[[ Supplied text open ]]

Really enjoying Cursor Pro and loving how it helps with AI-powered editing.
But… something’s not adding up when it comes to token usage and I think it’s worth discussing openly here.
Here’s what happened: I edited a single file that was about 7,500 tokens in total size (see screenshot below). After that one edit, Cursor’s dashboard shows that I used over 107,000 tokens for that one transaction!
That’s not a typo — one simple edit, on one moderate-sized file, burned through (107k tokens in one go).
This honestly shocked me. When I was thinking about building something like this myself, I would have expected this workflow to consume that much over the (course of an entire week) — not a single edit.
And this wasn’t some crazy large context or complex prompt — just normal editing.
Even accounting for caching, summarization, etc., I can’t help but feel like (there’s a lot of invisible overhead going on here).
This matters because:
If every small edit costs this much in tokens, it could explain why people hit limits faster than expected.
Users might not realize that a “minor” edit can result in massive token charges behind the scenes.
I’d bet there’s at least 70%+ potential savings possible here without impacting quality — just with more efficient prompt design and context management.
I’d be interested to hear if others have observed similar patterns, and would appreciate any insight from the Cursor team on how this token usage is calculated for these types of edit actions.
My goal in raising this is simply to understand how the system works and whether there are future plans for further optimization.
Thanks again to the Cursor team for the great product — this just seemed like an important topic to discuss constructively.
Yes, but this was around 10x the tokens, not just a 10% variance from tokenizer differences, so I don’t think it’s a tokenizer mismatch issue.
This was a single API request using “Claude 4” (not Fast Edit), on a single file that totaled approximately 7,500 tokens.
However, Cursor’s dashboard shows that this request consumed over 107,000 tokens — suggesting that the entire file content may have been sent repeatedly within that one request.
From what I can tell, this implies there might not have been effective caching or summarization applied at the prompt layer, at least for this workflow.

[[ Supplied text closed ]]

#### Activities:
1 - List every phrase that appears inside parentheses in the thread on Cursor token usage.
2 - Update the stretch of the thread on Cursor token usage from "This honestly shocked" through "a single edit.", changing "week" to "month".
The records that come next have no connection to the thread on Cursor token usage.

[[ Stored data open ]]

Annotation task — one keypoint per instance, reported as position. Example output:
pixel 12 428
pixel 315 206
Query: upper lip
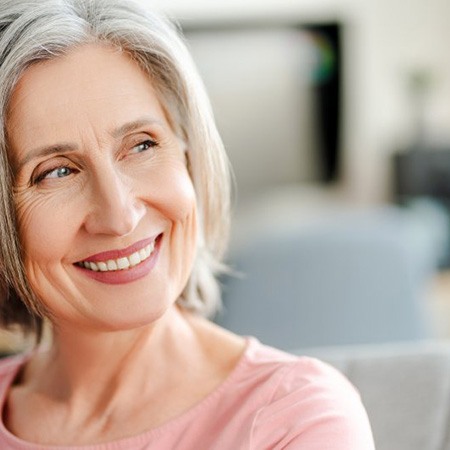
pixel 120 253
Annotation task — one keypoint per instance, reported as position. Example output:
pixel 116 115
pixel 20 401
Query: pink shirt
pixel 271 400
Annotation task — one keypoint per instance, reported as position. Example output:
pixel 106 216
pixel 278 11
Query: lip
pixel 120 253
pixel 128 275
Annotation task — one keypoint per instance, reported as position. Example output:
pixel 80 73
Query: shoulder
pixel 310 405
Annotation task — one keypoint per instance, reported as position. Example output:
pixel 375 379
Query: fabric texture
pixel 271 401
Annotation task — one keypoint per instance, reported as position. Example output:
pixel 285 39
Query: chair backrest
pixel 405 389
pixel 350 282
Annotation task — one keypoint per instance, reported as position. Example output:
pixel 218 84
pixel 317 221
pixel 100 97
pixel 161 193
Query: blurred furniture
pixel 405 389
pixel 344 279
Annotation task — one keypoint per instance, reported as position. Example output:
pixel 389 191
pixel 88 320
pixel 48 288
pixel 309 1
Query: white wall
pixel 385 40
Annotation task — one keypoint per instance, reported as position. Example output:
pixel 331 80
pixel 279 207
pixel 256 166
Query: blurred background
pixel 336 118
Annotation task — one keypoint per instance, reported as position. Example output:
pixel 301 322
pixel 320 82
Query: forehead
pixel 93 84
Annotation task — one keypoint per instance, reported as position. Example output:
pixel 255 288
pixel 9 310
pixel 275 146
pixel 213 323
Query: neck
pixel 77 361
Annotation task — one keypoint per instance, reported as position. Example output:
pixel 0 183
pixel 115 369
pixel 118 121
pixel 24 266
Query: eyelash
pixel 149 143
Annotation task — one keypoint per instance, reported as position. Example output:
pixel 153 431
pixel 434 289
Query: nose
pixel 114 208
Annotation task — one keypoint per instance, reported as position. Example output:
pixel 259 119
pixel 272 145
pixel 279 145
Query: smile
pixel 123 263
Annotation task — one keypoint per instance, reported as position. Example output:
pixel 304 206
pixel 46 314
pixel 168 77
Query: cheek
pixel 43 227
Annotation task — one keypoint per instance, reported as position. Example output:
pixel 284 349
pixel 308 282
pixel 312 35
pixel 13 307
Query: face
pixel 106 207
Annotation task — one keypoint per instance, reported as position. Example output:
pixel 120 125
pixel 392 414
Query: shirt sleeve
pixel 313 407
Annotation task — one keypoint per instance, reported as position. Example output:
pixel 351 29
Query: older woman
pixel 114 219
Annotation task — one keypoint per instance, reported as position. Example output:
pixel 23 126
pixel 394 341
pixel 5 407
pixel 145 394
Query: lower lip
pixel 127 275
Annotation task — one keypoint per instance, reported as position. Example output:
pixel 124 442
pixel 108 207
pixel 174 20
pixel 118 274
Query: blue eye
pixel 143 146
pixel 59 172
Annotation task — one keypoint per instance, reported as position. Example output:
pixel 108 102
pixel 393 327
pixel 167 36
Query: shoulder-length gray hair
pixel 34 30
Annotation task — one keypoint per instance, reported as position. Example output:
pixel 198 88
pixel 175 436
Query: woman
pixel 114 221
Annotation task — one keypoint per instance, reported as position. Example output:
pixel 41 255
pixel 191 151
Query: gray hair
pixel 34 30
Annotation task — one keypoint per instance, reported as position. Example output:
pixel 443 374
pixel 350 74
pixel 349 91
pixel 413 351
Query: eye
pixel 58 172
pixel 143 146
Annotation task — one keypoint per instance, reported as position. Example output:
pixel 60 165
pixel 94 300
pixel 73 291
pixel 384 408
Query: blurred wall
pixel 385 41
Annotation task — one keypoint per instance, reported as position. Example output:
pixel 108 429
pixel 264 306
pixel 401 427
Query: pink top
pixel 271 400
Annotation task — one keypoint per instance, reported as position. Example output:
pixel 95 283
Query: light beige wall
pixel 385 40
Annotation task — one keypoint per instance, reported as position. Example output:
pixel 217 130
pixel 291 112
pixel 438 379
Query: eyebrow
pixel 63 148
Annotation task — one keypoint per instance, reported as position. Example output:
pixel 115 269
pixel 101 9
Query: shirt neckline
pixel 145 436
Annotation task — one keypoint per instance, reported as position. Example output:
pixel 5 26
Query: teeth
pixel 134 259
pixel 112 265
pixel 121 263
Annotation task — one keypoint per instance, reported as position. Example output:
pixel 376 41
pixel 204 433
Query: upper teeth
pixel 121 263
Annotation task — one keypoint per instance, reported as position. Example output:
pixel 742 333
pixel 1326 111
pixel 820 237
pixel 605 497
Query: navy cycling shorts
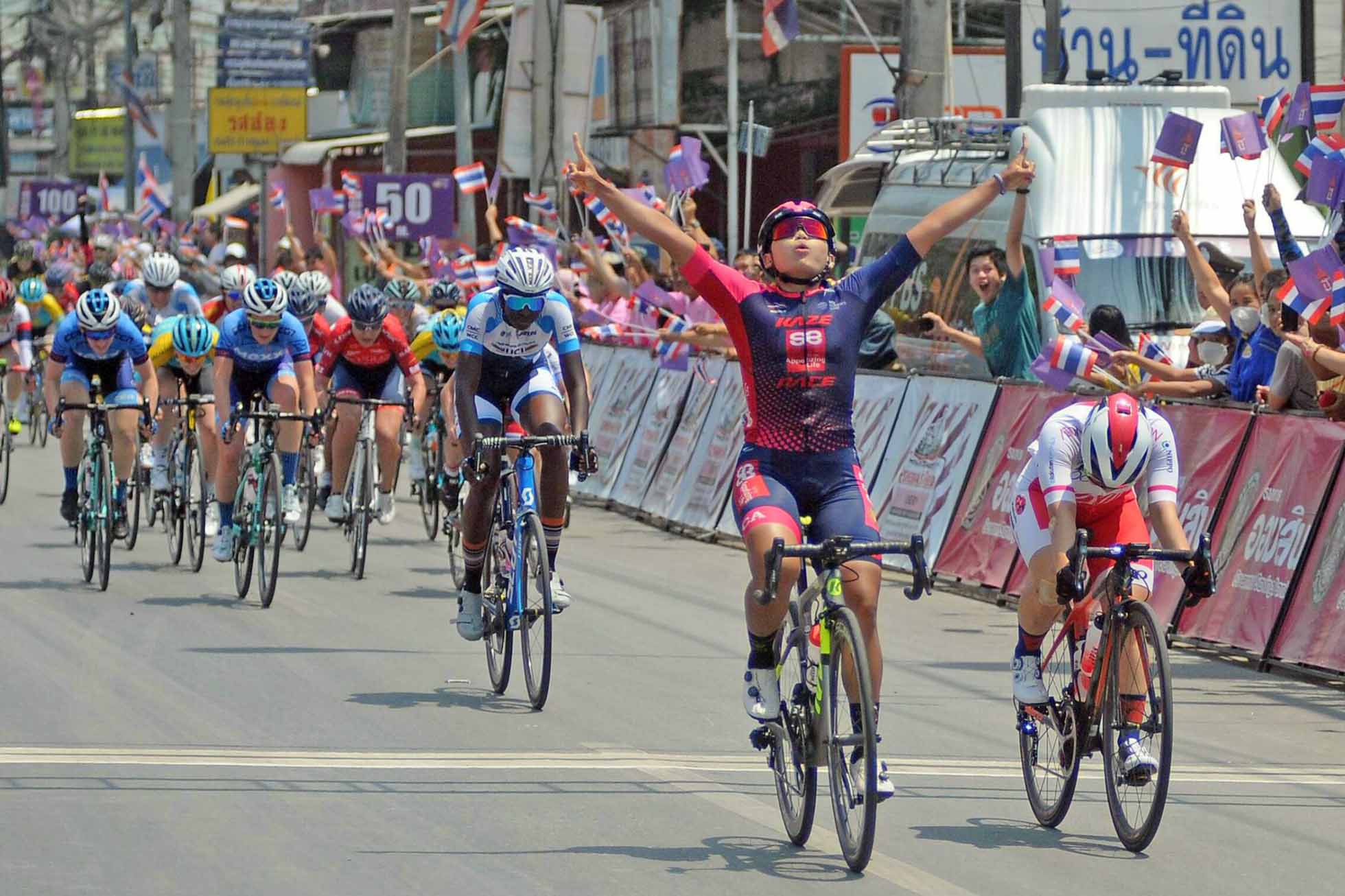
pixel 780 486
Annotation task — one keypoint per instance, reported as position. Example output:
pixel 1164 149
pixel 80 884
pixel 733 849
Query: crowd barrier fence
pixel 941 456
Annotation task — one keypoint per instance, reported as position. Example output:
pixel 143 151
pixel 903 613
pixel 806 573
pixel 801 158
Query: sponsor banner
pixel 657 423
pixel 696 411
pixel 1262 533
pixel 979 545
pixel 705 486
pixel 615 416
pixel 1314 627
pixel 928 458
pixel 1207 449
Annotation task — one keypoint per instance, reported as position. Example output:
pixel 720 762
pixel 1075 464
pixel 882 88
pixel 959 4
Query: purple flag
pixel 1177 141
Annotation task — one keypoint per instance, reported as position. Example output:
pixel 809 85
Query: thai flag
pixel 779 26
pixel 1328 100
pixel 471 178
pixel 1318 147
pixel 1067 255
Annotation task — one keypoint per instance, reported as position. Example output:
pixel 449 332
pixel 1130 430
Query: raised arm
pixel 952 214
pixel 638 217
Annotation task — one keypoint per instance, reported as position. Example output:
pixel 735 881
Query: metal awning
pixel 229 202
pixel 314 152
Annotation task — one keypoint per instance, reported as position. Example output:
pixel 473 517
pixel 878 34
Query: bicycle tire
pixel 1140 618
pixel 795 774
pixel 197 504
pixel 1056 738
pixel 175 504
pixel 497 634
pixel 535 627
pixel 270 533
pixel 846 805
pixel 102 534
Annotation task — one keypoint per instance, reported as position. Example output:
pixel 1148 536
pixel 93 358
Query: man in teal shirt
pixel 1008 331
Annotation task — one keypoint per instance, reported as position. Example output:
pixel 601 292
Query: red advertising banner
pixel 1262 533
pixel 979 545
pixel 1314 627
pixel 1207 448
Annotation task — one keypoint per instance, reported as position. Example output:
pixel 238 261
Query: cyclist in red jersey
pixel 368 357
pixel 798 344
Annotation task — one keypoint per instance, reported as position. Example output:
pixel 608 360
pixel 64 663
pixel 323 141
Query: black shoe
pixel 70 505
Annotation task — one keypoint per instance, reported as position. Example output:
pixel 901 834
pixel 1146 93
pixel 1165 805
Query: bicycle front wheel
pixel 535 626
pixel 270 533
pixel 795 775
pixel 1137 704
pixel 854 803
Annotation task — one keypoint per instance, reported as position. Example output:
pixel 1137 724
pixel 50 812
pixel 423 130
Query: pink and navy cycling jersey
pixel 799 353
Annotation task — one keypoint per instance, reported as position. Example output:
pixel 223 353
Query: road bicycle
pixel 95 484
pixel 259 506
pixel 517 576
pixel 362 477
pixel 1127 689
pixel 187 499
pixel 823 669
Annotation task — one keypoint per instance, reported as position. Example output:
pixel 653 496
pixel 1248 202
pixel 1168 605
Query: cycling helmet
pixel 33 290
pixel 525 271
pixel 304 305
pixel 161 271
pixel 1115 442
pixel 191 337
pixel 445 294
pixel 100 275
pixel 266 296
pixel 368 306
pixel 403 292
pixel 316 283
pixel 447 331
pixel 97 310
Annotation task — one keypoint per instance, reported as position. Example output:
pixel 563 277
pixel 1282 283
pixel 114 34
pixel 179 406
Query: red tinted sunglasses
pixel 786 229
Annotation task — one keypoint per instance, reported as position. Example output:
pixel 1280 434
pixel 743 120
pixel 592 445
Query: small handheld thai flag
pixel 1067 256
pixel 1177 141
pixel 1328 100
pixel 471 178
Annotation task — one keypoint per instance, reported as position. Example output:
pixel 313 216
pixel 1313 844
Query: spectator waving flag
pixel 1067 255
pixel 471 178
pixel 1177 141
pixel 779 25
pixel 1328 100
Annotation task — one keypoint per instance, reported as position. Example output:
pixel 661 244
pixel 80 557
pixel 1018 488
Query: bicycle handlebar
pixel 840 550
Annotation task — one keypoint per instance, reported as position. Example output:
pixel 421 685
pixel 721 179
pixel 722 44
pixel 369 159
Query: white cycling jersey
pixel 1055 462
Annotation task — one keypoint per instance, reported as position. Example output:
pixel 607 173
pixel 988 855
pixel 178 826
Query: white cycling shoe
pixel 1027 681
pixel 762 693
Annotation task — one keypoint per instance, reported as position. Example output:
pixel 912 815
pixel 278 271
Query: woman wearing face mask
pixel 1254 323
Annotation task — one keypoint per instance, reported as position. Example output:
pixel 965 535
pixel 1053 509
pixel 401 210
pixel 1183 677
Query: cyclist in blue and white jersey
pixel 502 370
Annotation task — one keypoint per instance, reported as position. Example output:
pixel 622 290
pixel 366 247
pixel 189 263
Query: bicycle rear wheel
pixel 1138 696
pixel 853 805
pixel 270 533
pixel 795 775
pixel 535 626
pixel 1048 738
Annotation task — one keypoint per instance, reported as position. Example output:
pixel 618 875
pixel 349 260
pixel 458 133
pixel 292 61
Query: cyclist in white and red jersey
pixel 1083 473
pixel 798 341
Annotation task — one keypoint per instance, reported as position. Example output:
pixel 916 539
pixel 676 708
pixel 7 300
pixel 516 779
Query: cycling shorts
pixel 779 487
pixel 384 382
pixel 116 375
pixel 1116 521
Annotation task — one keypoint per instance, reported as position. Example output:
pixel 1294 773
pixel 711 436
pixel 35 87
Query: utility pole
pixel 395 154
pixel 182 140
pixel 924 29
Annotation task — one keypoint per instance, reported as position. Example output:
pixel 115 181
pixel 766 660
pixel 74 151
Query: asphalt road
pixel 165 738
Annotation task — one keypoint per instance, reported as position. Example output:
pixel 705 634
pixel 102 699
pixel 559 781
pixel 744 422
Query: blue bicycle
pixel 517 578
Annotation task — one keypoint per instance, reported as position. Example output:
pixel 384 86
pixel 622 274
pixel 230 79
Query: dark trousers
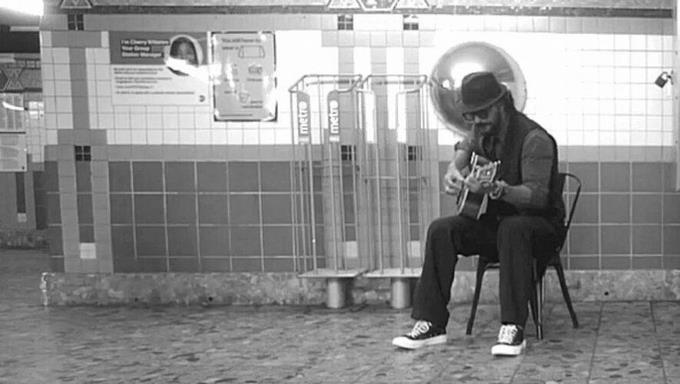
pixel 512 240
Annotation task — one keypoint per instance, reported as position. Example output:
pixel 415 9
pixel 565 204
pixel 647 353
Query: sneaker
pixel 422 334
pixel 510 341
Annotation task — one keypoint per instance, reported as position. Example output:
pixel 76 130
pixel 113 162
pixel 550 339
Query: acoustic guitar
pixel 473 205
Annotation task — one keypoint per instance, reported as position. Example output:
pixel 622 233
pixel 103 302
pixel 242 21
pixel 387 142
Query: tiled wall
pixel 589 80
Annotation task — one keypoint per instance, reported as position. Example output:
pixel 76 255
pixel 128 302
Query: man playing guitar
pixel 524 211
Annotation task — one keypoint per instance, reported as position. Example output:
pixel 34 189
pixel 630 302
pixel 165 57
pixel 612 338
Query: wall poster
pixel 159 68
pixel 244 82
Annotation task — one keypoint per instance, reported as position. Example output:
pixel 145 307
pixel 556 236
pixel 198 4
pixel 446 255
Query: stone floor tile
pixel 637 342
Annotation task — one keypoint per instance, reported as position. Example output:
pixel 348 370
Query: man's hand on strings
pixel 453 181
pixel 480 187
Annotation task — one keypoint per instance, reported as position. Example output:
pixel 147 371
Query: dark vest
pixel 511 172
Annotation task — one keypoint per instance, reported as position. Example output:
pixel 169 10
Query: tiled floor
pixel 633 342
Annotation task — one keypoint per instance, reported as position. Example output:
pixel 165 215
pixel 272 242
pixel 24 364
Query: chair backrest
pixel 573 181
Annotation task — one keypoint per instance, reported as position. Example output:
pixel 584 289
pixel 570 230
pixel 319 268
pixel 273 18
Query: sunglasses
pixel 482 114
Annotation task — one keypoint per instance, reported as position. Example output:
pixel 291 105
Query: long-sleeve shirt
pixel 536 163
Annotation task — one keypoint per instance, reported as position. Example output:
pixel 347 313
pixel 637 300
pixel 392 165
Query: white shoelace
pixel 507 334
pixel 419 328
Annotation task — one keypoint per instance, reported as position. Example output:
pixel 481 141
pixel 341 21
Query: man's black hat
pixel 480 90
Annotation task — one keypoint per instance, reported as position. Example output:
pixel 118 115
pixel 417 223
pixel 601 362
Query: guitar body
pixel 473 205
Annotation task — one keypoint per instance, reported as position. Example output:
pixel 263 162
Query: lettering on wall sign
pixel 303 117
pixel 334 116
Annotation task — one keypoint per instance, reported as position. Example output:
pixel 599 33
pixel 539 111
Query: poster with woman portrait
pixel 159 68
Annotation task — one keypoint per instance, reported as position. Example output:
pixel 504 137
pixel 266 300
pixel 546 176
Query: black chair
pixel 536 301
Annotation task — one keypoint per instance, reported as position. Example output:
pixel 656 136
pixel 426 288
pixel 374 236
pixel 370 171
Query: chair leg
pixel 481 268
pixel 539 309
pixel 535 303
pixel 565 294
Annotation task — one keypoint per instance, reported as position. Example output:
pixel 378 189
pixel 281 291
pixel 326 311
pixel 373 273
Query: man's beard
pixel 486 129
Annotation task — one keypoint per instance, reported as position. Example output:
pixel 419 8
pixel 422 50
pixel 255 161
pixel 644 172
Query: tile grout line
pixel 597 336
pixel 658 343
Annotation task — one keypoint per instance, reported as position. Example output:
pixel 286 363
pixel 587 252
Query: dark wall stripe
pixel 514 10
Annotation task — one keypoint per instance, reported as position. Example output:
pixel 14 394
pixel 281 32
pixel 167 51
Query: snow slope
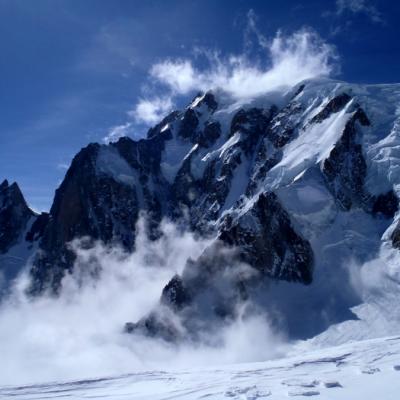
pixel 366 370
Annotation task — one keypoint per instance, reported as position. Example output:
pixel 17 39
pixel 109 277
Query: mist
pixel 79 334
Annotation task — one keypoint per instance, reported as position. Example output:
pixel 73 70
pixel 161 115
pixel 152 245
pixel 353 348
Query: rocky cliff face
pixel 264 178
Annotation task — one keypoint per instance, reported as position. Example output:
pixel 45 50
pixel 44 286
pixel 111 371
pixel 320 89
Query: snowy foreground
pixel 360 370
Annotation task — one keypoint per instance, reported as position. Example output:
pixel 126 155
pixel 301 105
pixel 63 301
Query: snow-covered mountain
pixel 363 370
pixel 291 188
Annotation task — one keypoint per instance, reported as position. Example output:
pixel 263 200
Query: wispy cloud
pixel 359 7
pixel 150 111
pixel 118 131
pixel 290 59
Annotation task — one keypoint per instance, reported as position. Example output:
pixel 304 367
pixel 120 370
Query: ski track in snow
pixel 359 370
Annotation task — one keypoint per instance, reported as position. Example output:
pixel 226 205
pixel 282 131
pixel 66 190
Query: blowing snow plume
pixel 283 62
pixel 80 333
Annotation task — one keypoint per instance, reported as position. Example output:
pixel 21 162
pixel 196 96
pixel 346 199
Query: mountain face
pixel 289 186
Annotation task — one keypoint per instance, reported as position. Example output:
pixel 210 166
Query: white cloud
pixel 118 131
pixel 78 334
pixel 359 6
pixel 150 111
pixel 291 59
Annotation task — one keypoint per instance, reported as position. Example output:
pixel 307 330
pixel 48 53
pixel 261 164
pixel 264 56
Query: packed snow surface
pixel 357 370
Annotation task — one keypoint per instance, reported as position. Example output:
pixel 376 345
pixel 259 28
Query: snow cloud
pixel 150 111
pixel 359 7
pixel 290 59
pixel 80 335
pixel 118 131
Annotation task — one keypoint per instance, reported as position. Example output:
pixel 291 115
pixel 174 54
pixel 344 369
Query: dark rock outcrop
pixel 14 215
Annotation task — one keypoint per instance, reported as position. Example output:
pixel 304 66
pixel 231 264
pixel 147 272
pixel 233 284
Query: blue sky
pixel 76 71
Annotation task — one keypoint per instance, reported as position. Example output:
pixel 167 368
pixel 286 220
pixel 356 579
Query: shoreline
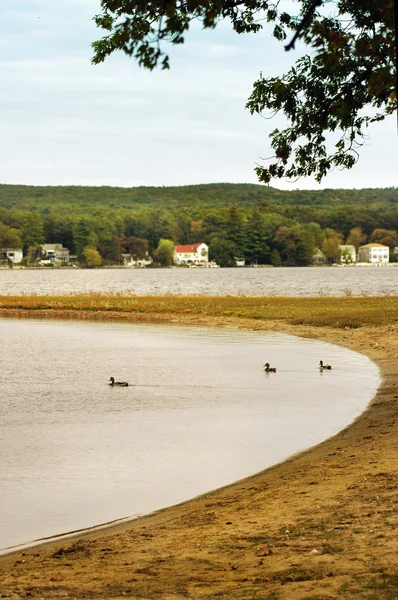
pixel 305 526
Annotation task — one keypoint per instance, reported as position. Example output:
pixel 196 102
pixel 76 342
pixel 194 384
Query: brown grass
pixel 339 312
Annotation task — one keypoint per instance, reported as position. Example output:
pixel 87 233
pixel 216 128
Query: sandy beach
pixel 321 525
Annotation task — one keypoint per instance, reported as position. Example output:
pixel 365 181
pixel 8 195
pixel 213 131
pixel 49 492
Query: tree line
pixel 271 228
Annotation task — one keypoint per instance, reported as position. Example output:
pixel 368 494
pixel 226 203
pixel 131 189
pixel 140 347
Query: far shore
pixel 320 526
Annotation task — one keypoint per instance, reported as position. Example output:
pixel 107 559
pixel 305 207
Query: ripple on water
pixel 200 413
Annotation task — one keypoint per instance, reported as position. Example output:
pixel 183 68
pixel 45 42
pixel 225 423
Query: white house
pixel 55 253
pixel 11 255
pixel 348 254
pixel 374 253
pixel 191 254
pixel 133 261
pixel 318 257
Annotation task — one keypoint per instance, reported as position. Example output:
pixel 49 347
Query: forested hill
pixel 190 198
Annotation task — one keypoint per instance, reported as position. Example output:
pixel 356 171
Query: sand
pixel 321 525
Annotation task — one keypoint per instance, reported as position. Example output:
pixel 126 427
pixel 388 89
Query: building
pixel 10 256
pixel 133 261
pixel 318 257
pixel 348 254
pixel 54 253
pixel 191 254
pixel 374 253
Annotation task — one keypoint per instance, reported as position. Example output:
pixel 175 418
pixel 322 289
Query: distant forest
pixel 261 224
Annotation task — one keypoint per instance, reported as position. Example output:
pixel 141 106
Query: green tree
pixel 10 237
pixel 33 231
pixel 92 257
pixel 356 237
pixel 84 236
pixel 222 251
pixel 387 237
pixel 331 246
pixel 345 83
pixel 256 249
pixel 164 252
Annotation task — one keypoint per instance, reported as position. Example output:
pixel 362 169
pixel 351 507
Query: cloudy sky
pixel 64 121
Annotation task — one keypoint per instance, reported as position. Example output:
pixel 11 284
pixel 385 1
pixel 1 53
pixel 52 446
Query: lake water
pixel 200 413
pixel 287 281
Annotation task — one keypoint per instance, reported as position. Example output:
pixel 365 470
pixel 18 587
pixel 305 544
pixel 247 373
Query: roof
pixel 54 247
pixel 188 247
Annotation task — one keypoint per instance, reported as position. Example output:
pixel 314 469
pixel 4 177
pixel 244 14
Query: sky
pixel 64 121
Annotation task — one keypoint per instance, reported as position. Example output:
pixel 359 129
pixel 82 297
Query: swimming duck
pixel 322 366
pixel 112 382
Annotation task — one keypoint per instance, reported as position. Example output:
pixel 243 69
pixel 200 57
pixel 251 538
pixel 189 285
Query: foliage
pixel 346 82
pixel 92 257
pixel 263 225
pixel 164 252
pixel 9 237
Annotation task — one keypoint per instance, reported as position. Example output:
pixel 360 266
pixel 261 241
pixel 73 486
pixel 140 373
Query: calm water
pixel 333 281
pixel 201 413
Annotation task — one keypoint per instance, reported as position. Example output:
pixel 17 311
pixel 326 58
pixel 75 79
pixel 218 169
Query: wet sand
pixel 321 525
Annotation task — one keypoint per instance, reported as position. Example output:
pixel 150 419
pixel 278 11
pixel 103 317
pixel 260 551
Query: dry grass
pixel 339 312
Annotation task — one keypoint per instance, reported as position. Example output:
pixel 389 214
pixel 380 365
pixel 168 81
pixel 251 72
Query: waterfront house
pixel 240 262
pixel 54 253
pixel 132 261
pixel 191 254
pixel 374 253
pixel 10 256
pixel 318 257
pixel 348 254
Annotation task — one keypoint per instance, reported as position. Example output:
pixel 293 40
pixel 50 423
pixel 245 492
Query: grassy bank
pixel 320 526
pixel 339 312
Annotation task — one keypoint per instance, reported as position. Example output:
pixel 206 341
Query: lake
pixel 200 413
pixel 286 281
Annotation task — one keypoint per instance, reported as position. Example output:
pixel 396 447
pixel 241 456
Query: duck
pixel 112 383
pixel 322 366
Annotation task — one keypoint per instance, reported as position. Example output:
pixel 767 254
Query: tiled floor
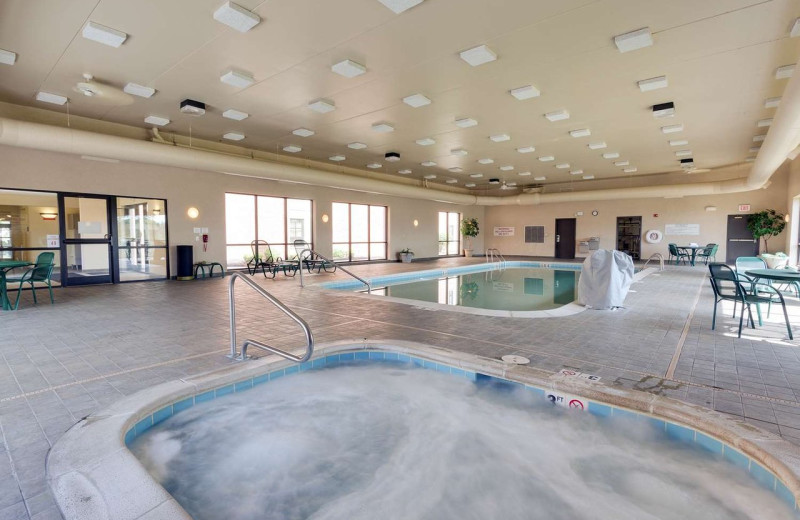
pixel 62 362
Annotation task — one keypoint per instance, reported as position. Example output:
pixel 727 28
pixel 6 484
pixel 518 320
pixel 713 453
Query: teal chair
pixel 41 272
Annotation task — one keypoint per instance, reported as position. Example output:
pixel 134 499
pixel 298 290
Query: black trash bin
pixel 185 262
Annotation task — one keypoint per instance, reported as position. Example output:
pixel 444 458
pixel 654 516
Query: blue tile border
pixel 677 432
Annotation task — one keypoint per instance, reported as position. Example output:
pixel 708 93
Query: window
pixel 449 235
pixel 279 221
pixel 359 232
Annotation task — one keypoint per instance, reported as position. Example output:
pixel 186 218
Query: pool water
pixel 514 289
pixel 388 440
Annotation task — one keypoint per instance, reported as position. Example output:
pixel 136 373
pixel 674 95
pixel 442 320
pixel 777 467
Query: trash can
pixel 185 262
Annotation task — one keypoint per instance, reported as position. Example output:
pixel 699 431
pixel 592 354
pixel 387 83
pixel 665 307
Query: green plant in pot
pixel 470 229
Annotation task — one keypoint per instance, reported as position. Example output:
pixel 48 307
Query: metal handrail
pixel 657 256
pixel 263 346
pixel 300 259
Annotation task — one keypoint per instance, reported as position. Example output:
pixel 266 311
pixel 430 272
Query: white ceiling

[[ Stored data closed ]]

#### Solutions per task:
1 -
- see screenshot below
- 107k tokens in one go
- course of an entire week
- there’s a lot of invisible overhead going on here
- not Fast Edit

2 -
This honestly shocked me. When I was thinking about building something like this myself, I would have expected this workflow to consume that much over the (course of an entire month) — not a single edit.